━━━━━ MATERIAL FOR THIS TASK ━━━━━

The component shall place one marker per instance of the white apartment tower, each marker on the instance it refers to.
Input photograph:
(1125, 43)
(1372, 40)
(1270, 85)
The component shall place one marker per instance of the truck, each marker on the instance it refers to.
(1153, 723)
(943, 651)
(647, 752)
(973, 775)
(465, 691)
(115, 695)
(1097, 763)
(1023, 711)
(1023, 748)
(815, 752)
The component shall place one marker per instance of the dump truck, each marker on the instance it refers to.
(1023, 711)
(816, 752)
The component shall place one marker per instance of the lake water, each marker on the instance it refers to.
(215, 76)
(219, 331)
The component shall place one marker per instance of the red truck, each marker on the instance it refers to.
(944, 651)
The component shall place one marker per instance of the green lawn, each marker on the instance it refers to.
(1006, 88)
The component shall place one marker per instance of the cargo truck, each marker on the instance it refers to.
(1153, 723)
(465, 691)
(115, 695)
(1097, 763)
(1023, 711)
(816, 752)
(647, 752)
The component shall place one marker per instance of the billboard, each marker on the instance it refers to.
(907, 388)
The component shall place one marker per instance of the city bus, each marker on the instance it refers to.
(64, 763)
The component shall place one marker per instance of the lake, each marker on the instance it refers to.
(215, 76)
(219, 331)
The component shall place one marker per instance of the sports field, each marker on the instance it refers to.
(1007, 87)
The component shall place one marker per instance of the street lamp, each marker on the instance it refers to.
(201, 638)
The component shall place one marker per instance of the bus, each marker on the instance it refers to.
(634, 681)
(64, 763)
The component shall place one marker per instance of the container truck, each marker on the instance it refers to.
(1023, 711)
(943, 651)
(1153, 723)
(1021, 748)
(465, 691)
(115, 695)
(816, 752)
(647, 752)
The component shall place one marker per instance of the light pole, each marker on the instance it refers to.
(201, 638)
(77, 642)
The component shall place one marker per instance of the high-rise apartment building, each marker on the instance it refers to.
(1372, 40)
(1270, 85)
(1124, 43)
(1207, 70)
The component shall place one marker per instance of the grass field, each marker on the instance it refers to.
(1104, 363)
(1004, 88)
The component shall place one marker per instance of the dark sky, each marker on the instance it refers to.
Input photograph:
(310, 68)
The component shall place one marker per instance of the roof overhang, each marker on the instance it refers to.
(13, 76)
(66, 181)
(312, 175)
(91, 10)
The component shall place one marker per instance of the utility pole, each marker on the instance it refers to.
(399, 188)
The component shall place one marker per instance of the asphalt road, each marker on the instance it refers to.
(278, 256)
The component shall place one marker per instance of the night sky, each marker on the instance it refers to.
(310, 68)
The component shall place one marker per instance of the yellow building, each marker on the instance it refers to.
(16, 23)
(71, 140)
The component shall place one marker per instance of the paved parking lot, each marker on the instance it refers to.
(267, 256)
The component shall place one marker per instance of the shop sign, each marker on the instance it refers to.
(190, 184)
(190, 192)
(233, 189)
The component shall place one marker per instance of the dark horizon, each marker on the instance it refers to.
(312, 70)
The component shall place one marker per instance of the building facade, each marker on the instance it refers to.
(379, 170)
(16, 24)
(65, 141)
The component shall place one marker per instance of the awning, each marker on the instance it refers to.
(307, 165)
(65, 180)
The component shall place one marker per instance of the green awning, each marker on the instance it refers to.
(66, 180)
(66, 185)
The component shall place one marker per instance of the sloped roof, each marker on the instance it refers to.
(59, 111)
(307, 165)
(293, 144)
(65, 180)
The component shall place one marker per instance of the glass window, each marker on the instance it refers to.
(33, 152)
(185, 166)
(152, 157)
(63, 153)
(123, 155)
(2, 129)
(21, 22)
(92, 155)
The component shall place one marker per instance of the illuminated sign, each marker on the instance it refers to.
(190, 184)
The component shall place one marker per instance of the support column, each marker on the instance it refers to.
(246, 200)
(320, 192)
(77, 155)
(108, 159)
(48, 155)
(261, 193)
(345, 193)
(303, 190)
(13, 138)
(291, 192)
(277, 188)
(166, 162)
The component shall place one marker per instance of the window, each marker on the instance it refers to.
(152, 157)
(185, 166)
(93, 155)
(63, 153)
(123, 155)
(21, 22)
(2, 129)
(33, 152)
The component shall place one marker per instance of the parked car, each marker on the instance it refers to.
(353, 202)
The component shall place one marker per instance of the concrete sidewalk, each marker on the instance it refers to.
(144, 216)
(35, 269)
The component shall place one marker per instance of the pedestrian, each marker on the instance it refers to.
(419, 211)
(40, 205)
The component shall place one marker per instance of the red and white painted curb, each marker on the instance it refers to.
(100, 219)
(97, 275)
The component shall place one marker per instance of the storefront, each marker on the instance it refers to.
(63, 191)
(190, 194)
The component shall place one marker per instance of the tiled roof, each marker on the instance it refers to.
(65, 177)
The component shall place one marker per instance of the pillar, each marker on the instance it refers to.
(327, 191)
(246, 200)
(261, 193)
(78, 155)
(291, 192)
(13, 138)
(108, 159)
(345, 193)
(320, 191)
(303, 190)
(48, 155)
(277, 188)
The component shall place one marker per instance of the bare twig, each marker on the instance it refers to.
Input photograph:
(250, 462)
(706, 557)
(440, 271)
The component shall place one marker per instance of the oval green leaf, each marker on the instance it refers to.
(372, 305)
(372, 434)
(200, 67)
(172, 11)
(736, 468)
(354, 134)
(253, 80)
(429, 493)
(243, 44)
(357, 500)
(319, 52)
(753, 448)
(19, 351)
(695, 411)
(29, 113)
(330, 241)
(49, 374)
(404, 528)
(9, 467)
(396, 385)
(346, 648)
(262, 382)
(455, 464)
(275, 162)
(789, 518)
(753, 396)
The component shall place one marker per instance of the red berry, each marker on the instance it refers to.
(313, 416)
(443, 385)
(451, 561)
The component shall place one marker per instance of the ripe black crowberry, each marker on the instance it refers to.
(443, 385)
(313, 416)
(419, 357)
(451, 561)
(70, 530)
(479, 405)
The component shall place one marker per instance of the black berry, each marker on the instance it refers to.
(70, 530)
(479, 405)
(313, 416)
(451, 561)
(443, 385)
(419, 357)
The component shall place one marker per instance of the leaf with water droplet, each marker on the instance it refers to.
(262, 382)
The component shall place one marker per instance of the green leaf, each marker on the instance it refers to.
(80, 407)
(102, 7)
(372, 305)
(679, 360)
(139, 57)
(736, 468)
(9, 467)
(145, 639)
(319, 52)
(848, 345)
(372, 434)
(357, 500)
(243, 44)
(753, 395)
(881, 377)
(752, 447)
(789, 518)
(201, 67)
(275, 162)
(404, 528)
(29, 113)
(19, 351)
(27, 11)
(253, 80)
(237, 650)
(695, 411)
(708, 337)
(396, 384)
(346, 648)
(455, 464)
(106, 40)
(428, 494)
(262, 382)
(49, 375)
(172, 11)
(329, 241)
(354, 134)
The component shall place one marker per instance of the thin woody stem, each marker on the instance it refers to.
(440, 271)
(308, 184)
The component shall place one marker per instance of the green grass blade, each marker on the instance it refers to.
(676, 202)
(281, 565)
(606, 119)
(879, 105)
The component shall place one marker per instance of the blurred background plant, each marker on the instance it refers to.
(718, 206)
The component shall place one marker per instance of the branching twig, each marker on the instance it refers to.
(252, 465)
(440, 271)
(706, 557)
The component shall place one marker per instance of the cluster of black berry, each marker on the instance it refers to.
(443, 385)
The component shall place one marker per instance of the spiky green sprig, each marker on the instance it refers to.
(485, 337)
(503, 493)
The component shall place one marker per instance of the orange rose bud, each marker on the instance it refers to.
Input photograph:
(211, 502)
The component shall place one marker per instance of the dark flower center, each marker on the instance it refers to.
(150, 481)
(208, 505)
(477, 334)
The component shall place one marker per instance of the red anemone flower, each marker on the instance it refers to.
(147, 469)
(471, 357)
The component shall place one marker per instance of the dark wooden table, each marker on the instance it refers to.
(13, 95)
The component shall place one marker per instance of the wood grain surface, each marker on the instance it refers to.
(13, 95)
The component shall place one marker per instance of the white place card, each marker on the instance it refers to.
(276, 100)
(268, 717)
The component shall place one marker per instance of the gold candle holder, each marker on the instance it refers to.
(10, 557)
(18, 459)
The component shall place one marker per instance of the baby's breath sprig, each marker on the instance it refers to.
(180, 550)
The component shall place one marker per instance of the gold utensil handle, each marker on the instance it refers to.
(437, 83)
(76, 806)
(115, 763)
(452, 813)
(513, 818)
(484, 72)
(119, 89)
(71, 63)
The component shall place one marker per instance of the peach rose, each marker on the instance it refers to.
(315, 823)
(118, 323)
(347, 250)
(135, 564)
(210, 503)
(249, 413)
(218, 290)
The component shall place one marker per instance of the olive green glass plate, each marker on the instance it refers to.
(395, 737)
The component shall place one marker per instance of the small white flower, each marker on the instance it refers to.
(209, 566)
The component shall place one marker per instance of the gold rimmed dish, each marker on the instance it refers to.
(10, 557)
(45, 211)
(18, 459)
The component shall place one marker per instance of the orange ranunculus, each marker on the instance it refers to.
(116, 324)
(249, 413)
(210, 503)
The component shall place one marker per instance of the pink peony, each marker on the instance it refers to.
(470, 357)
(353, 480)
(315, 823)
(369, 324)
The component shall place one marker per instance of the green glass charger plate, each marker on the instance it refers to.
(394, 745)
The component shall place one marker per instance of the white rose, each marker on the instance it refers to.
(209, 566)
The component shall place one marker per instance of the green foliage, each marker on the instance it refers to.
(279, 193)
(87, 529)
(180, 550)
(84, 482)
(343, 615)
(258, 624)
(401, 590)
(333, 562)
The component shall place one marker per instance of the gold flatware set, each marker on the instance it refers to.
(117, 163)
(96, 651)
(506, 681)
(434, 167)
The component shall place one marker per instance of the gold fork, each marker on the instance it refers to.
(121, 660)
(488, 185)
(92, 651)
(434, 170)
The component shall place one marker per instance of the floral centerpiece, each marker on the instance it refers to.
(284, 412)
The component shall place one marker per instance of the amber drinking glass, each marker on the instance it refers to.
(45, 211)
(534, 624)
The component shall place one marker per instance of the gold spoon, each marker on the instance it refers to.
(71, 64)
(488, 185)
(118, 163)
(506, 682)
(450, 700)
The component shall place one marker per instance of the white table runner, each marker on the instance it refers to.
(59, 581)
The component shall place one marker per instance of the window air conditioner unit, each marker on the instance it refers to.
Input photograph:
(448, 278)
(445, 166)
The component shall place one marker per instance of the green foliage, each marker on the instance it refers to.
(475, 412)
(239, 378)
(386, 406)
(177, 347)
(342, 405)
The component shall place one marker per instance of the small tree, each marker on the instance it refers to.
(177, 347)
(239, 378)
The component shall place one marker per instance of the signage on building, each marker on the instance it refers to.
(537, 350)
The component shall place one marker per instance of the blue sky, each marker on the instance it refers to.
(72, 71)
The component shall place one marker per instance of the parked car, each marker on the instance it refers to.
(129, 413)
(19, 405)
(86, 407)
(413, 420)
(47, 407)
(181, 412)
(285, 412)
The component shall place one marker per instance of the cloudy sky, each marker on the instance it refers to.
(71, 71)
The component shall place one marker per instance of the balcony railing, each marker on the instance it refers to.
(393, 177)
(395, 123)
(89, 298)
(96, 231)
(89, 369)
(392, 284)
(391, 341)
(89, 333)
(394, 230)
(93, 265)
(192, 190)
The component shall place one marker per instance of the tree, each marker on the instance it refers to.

━━━━━

Reproduce only those lines of the entries above that run from the line with "The component shall place one marker per instance of the signage" to the final line.

The component shall place one marker per instance of the signage on building, each marker on the instance it refers to.
(537, 350)
The component shall place one marker per instance of the blue sky, each marker on the instance it refers to.
(72, 71)
The component shall place one marker per instance of the parked car, each marker on the instance it refers to.
(129, 413)
(19, 405)
(86, 407)
(413, 420)
(47, 407)
(181, 412)
(285, 412)
The component shall place one marker per instance of the cloudy sky, each marker on the instance it refers to.
(71, 71)
The component shall place one marker per instance of the balcony railing, each marker on the instance it refers to.
(393, 177)
(395, 123)
(89, 298)
(96, 231)
(89, 369)
(392, 284)
(391, 341)
(89, 333)
(394, 230)
(93, 265)
(192, 190)
The component shall place one marker per instance of the tree, each marker on the instance it refers to.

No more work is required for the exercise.